(DOCUMENT EXCERPT begins)

OH has always been concerned with protecting and promoting the health of
workers, but due to limited resources in many countries, occupational health
professionals needed to prioritise their time and activities. Protection from
workplace exposures took priority. But increasingly, employers are recognising
that any health complaint that interferes with attendance or performance at
work, whether it is caused by work or not, is of concern to them. If there is a
better way of managing those problems, such as some health education activity,
they are willing to support this.

How can OH nurses deliver this expansion of the role to employees,
particularly in poorer countries with competing costs, without reducing the
attention paid to preventing occupational accidents and disease?

Inherent in the role of the OH nurse is the skill to assess the real and
perceived needs of working populations and therefore, the ability to prioritise
actions to address the key problems. OH nurses tend to be resourceful people
and this applies whether they are in rich or poor countries or in rich or poor

When you talk about competing costs in poor countries, it is important to
recognise that OH can probably do more in those poorer and developing countries
to help reduce costs than they can sometimes do in highly mechanised and
well-developed countries.

Although outside the scope of this WHO report, if you placed most OH nurses
in the working conditions found in some factories, mines or manufacturing sites
in poorer countries who are undergoing rapid industrialisation they would
quickly save those organisations money by helping to prevent occupational
accidents and disease. They could also help those societies having to pay for
lifelong disabilities caused by unsafe working conditions, often by simple
interventions such as machine guarding or by providing healthcare at the
workplace where it does not exist in the community.

Why are OH nurses identified in the report as being ‘essential’ to the
success of workplace health management?

OH nurses form the single largest group of health care professionals
involved in delivering occupational health. They are the professionals who can
actually deliver services and with their high degree of expertise and skill are
able to take forward a health agenda with management that closely matches the
needs of the organisation in which they work.

Occupational health nurses do not just deliver a programme designed by
others, they are the professionals who can take a concept and make it a reality
at the workplace. That’s why to be successful any workplace health strategy
needs them.

(DOCUMENT EXCERPT ends)
(INFORMATION SHOWN begins)

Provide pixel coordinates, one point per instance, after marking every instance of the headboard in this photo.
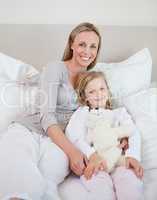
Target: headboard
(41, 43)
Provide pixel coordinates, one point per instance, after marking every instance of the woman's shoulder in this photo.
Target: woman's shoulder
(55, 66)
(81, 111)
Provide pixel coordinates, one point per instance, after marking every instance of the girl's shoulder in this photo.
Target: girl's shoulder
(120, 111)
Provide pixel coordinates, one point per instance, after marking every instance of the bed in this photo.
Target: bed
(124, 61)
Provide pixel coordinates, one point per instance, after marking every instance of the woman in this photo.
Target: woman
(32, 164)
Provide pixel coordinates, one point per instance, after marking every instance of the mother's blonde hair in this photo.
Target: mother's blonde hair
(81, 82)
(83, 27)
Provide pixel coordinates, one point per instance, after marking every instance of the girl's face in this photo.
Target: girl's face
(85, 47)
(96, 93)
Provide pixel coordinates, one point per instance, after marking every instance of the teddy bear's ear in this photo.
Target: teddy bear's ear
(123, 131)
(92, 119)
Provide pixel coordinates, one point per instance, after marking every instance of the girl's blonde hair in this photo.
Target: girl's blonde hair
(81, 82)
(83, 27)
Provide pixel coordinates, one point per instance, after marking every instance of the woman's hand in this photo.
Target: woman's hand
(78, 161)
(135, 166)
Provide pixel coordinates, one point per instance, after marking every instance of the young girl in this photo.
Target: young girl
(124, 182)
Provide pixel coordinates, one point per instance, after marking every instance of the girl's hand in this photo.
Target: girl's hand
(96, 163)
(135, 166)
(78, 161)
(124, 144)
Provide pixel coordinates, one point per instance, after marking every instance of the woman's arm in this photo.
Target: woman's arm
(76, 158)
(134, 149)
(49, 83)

(INFORMATION SHOWN ends)
(INFORMATION SHOWN begins)

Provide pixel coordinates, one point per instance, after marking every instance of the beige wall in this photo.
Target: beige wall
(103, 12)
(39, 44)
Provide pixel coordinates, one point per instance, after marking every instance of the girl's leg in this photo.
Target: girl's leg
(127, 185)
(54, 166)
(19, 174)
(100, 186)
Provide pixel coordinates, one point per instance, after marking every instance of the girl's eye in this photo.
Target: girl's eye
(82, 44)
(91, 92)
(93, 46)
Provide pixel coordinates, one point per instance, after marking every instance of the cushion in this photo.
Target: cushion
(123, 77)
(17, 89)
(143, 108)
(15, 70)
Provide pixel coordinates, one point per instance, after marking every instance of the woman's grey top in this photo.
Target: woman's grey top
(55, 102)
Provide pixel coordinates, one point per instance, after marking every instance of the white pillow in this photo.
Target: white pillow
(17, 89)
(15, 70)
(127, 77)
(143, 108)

(INFORMATION SHOWN ends)

● ASSIGNED TASK 1:
In the text on occupational health nurses, which group forms the single largest group of health care professionals involved in delivering occupational health?
● ASSIGNED TASK 2:
Carry on the text about occupational health nurses from where it stops.

● EXERCISE RESPONSE 1:
OH nurses

● EXERCISE RESPONSE 2:
The report seems to reflect what is happening in OH in countries where OH
nursing practice is at its most advanced. Is there also an implication that
other countries should develop their services along the same lines?

I think the document does try to reflect what occupational health nurses in
some countries have achieved and this provides a useful landmark against which
OH nurses can consider their own practice. Occupational health nurses have
raised the standards of their professional education and training and, in many
organisations, have emerged as the key figure involved in the delivery of
quality OH services.

The report also provides European policy-makers in decision-making positions
with some information on the broad range of skills and roles that their OH
nurses could become involved in. But I do not think that the report could, or
should be used to set standards for different countries, as this is a complex
and difficult area to work in. The preparation of OH nurses throughout Europe
varies tremendously for example; the health care culture, legislation and
social expectations are very different.

We in occupational health need to understand more about the variations and
why they exist before we can start to advise others about what to do.

Have you any general aspirations that you hope this report will achieve?

I hope this document will be useful to help raise the profile of OH nurses,
and to create more of an ongoing discussion about occupational health

In fact, discussions have already started between OH nurses in Europe
concerning the next document that we want to write about OH nursing. We intend
to keep OH nursing firmly at the top of the agenda.